--- Okuma Metni ---

DEAŞ etiketine sahip kayıtlar gösteriliyor. Tüm kayıtları göster
DEAŞ etiketine sahip kayıtlar gösteriliyor. Tüm kayıtları göster

23 Ağustos 2023 Çarşamba

TARİHÇİ – YAZAR KUBİLAY MUHAMMET ÖZDEMİR’İN AÇIKLAMALARI - 2016’DAN SONRA TÜRKİYE

 


Türkiye 2016’dan Sonra Kamudan FETÖ’cüleri İhraç Ettikten Sonra Kamuda Yeni Yapılanmalara Gitti.

Türkiye tüm bu yaşadığı zorluklara rağmen ayakta kalmayı başarmış bir devlettir. Türkiye’nin yerinde hangi devlet olursa olsun üzerine bu kadar çok planlanan kaosa karşı yıkılırdı. Özellikle 2016’dan sonra kamudan FETÖ’cülerin ihraç edilmesiyle kamuda yeni yapılanmalar meydana getirildi. Özellikle Sn. Hakan Fidan’ın Milli İstihbarat Teşkilatının başında olduğu süreçte FETÖ’cüler temizlendi. İstihbarat teşkilatının operasyonal kabiliyeti geliştirildi. Artık sadece bilgi toplayan veya bilgi veren bir MİT değil artık sahada olan ve yeri geldiği zaman kendi elemanları ile yurt dışında saha operasyonları yapan bir MİT’e dönüştü. Yine MİT’in etkin yurt dışı diplomasi kabiliyeti arttırıldı. Bugün Hakan Fidan’ın MİT Başkanlığından, Dış İşleri Bakanlığına gelmesindeki en önemli etken işte budur. Çünkü MİT, sahada ve masada dengeleri belirleyici bir misyona ulaştı. Ayrıca kamu kurumlarımız Sevr Antlaşması korkusuyla savunma odaklı dizayn edilmişti. Ancak 2016’dan sonra bu durumun değiştiğini de gördük. Sevr Antlaşması korkusunu üzerimizden attık ve taarruza geçtik. Kurumlarımıza da ona göre ayar verdik. Özellikle FETÖ darbe kalkışması ve akabinde terör örgütlerinin Türkiye’yi hedef alması bardağı taşıran son damla oldu.

--- Veri Bölümü ---

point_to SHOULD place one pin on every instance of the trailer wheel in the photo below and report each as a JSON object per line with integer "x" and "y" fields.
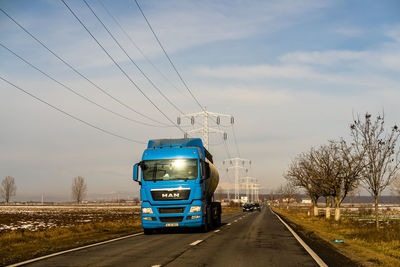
{"x": 147, "y": 231}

---

→ Yapılacak Görevler:
• a. Aşağıdaki ifadeler okuma metnine uyuyor mu? Her biri için evet ya da hayır deyip metindeki belirleyici sözleri aynen alıntılayın.
(i) FETÖ'cüler, Hakan Fidan MİT'in başındayken temizlendi.
(ii) MİT bugün yalnızca bilgi toplayan bir kurumdur.
(iii) Kamu kurumları Sevr Antlaşması korkusuyla saldırı odaklı tasarlanmıştı.
• b. Okuma metninde adıyla geçen bütün kurum ve örgütleri sıralayın.

→ Görev Cevapları:
• a.
(i) Evet: "Özellikle Sn. Hakan Fidan’ın Milli İstihbarat Teşkilatının başında olduğu süreçte FETÖ’cüler temizlendi."
(ii) Hayır: "Artık sadece bilgi toplayan veya bilgi veren bir MİT değil artık sahada olan ve yeri geldiği zaman kendi elemanları ile yurt dışında saha operasyonları yapan bir MİT’e dönüştü."
(iii) Hayır: "Ayrıca kamu kurumlarımız Sevr Antlaşması korkusuyla savunma odaklı dizayn edilmişti."

• b.
DEAŞ
FETÖ
Milli İstihbarat Teşkilatı (MİT)
Dış İşleri Bakanlığı